● Your instructions
Take the data below and extract the lines from the one with "valve shown above." to the one with "Kindly mark the innermost point of each instance of the yellow", inclusive, exactly as written.

● Records shown

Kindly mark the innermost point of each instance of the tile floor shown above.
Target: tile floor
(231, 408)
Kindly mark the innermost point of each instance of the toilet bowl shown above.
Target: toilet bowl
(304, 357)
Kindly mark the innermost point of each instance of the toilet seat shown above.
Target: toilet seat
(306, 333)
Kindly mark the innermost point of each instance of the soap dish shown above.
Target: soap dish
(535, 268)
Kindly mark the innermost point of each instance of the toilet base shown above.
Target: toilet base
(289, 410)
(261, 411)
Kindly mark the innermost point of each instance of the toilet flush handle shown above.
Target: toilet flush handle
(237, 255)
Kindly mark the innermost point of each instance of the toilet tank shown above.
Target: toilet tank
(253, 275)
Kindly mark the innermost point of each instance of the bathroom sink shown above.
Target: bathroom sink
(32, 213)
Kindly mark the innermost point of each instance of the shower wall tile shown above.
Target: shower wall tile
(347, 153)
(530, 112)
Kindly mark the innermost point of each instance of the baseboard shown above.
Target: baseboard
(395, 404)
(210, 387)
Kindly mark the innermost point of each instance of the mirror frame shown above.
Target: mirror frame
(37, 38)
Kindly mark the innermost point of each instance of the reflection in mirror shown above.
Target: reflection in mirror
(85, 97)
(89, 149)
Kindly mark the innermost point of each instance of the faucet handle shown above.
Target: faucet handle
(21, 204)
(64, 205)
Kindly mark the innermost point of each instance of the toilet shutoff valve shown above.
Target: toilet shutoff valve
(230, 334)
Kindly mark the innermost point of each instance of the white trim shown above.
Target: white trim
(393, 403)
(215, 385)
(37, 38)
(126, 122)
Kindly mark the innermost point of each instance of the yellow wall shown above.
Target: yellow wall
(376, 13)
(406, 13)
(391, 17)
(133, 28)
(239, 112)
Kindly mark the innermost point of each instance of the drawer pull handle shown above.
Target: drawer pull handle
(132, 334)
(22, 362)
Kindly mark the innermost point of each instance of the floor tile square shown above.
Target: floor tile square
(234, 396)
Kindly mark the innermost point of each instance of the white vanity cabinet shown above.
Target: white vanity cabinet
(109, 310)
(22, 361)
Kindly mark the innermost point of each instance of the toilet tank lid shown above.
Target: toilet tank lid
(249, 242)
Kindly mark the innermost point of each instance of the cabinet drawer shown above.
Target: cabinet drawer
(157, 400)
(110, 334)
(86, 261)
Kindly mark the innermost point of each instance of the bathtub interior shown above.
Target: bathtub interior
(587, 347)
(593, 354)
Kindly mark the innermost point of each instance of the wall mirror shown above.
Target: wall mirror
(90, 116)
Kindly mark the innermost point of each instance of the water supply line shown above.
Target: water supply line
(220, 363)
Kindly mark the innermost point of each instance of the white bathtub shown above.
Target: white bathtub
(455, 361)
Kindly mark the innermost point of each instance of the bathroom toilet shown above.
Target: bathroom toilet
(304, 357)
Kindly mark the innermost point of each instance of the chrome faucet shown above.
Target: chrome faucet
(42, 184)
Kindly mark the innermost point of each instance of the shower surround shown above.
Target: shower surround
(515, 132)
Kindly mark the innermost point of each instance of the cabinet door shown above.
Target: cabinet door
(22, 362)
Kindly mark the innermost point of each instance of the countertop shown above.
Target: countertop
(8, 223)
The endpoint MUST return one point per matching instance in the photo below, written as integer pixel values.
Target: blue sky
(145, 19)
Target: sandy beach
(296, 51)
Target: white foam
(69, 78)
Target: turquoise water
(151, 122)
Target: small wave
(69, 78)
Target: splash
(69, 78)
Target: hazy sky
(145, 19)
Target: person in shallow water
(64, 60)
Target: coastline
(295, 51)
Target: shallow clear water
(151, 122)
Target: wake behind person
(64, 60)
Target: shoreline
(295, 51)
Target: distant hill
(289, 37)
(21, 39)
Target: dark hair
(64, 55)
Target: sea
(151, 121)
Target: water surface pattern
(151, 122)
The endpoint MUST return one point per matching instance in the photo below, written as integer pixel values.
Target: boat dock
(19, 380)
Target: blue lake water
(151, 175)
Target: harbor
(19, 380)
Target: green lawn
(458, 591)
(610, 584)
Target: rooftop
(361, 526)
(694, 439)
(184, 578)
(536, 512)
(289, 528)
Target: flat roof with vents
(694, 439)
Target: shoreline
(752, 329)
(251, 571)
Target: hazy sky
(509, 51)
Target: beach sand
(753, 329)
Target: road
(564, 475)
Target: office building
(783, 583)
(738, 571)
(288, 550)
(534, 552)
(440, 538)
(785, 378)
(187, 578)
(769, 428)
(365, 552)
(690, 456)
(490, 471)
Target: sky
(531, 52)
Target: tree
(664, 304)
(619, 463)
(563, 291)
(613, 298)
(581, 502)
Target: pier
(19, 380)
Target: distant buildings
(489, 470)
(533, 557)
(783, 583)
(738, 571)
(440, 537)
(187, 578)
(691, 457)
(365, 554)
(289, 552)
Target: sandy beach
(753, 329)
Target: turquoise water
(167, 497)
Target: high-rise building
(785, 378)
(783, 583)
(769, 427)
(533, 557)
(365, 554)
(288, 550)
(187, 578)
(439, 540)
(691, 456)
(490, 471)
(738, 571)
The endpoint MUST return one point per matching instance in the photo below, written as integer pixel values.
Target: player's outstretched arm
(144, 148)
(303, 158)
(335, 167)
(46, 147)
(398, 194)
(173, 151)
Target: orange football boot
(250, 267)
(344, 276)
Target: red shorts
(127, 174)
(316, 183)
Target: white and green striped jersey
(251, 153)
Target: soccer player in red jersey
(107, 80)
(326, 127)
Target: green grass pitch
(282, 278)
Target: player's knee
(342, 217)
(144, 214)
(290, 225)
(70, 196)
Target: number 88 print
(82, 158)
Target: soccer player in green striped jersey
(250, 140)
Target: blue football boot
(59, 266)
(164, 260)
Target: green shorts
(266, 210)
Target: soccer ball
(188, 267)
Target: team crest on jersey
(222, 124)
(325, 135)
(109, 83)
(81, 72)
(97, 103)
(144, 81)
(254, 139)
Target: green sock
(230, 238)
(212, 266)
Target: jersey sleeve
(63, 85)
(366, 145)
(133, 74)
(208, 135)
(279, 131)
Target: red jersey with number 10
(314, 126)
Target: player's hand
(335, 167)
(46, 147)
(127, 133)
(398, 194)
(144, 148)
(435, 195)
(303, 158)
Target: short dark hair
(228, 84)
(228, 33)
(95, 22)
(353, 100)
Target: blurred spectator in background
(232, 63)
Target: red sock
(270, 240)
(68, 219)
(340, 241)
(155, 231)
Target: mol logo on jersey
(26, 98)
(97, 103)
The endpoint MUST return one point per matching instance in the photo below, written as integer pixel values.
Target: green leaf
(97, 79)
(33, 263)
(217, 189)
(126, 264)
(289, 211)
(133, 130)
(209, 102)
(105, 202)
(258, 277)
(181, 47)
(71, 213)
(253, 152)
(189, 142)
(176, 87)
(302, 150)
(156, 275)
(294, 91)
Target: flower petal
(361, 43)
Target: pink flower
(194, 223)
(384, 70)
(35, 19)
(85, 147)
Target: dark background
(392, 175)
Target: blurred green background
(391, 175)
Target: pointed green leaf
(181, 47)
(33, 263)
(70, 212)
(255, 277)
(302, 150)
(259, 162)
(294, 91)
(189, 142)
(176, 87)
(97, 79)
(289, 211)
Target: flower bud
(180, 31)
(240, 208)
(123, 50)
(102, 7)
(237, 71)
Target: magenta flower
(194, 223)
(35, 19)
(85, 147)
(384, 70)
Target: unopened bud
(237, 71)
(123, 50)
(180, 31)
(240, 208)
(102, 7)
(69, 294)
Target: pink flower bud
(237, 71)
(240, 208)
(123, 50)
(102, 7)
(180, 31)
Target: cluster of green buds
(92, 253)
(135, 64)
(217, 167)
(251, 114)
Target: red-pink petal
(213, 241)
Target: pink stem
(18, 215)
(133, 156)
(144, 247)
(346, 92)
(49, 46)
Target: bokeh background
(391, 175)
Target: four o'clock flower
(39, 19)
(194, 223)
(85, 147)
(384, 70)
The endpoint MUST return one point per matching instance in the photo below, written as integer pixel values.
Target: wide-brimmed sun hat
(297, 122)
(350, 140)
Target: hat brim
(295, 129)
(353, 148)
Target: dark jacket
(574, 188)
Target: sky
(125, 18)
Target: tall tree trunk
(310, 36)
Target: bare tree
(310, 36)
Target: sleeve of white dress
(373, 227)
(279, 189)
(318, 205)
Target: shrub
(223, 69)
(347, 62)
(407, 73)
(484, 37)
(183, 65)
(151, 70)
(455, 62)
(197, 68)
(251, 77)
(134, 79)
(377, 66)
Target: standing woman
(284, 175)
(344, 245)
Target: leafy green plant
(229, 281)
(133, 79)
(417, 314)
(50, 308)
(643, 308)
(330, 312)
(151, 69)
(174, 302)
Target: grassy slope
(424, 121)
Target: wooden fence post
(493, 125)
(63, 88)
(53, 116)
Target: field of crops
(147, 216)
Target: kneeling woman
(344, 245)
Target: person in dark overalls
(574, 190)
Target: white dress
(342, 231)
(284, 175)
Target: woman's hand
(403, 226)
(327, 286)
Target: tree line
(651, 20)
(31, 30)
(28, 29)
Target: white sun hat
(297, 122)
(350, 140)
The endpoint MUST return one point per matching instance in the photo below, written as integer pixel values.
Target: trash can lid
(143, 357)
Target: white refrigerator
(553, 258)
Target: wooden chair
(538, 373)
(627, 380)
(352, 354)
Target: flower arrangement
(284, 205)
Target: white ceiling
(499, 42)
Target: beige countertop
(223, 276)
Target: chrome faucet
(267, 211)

● Written answer
Kindly mark the innermost point of each instance of the toilet shutoff valve shown above.
Target: toilet shutoff valve
(230, 334)
Kindly mark the innermost point of each instance of the white trim shown above.
Target: white trim
(393, 403)
(215, 385)
(37, 38)
(126, 122)
Kindly mark the innermost point of each instance of the yellow wall shown above.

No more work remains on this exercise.